TASK 1 –
Answer these questions from the excerpt on RATE helium research.
(a) To which peer-reviewed journal does the writer plan to submit technical details of the reply?
(b) In what publication, according to the last comment, did the ID folks "answer" the question about peer reviewed publications?
(c) What date is listed beside Keith Douglas's name?
TASK 2 – Write out the part of the excerpt on RATE helium research starting with "I genuinely believe" and going on through "as I predicted.".

However, in this case I want to take the opportunity to share updated information about our research which will appear later this year in the RATE[3] "results" book[4] and in the accompanying book for laymen.[5] I also plan to submit technical details of this reply to a peer-reviewed scientific journal, the Creation Research Society Quarterly (CRSQ). If Henke chooses to sling yet more mud, let him try to do so in a scientific journal. The RATE helium research has been peer-reviewed and published in several different scientific venues. Critics like Henke must gird up their loins and undergo the same kind of scientific discipline---if they want people to take them seriously. If they refuse to do that, I plan not to reply to them further."
I genuinely believe this to be a sign of serious delusion.
Arne Langsetmo · 30 June 2005
'Rev Dr' Lenny Flank · 30 June 2005
Russell · 30 June 2005
Keith Douglas · 30 June 2005
So, the ID folks have done it (again). They have used their publication in Philosophy of Science to "answer" the question about peer reviewed publications ... just as I predicted.

[Rows from a dataset]

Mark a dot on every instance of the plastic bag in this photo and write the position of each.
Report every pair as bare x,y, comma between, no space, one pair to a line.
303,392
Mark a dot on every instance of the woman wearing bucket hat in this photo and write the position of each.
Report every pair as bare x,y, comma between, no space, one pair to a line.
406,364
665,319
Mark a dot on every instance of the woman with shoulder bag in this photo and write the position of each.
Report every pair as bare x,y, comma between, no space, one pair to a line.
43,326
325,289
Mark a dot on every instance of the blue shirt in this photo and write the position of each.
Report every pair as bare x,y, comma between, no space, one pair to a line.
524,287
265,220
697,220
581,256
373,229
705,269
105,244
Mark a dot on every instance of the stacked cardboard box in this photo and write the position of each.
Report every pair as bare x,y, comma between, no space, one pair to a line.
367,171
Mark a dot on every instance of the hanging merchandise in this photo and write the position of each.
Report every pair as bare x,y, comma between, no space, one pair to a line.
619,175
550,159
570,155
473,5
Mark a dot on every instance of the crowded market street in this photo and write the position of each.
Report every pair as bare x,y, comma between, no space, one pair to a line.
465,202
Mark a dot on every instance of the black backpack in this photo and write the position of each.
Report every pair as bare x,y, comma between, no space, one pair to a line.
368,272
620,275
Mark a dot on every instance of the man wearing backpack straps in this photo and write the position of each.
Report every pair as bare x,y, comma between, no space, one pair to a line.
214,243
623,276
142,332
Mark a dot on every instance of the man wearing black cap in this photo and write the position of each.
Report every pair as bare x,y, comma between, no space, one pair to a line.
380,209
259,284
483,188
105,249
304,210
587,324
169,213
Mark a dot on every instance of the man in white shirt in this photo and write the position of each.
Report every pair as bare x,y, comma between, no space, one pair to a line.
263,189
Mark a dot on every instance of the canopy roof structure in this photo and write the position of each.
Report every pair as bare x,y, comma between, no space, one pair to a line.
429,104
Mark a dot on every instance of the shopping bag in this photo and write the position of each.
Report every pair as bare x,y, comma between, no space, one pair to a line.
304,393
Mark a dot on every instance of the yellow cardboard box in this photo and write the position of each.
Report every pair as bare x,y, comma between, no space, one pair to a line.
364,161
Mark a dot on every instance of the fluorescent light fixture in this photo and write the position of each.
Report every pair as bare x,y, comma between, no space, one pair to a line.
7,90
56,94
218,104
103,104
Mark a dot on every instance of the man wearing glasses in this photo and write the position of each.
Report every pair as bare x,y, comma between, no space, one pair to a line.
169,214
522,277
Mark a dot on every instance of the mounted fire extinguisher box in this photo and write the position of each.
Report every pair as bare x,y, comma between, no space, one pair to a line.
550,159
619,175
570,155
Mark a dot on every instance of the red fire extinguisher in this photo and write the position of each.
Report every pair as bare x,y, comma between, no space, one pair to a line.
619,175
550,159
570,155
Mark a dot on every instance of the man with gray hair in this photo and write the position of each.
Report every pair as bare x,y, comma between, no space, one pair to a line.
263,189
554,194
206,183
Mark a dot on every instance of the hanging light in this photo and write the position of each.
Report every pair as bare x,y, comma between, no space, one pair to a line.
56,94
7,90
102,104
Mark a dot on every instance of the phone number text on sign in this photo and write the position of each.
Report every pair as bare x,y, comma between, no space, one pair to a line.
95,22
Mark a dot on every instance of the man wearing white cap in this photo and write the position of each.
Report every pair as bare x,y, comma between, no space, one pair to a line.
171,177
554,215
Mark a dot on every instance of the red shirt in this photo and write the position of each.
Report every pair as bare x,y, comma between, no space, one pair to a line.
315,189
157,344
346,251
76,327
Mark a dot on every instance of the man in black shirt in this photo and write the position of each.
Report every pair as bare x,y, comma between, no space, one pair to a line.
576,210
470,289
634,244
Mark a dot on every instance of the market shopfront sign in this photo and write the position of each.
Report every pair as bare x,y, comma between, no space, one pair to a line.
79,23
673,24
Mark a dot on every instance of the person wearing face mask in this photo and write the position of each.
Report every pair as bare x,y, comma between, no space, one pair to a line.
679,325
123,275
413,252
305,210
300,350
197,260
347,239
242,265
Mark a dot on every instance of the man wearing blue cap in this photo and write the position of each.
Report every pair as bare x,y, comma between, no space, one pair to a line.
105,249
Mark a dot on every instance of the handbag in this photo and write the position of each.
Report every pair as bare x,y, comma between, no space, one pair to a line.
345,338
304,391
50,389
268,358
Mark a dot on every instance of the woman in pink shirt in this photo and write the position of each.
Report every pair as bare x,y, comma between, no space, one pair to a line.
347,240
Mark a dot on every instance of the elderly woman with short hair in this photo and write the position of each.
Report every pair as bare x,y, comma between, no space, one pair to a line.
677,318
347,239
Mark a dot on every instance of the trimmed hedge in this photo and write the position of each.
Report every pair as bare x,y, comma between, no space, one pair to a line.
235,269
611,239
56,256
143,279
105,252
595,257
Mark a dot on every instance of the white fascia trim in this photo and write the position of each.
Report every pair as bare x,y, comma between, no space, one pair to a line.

ANSWER 1 –
(a) The Creation Research Society Quarterly (CRSQ)
(b) Philosophy of Science
(c) 30 June 2005

ANSWER 2 –
I genuinely believe this to be a sign of serious delusion.
Arne Langsetmo · 30 June 2005
'Rev Dr' Lenny Flank · 30 June 2005
Russell · 30 June 2005
Keith Douglas · 30 June 2005
So, the ID folks have done it (again). They have used their publication in Philosophy of Science to "answer" the question about peer reviewed publications ... just as I predicted.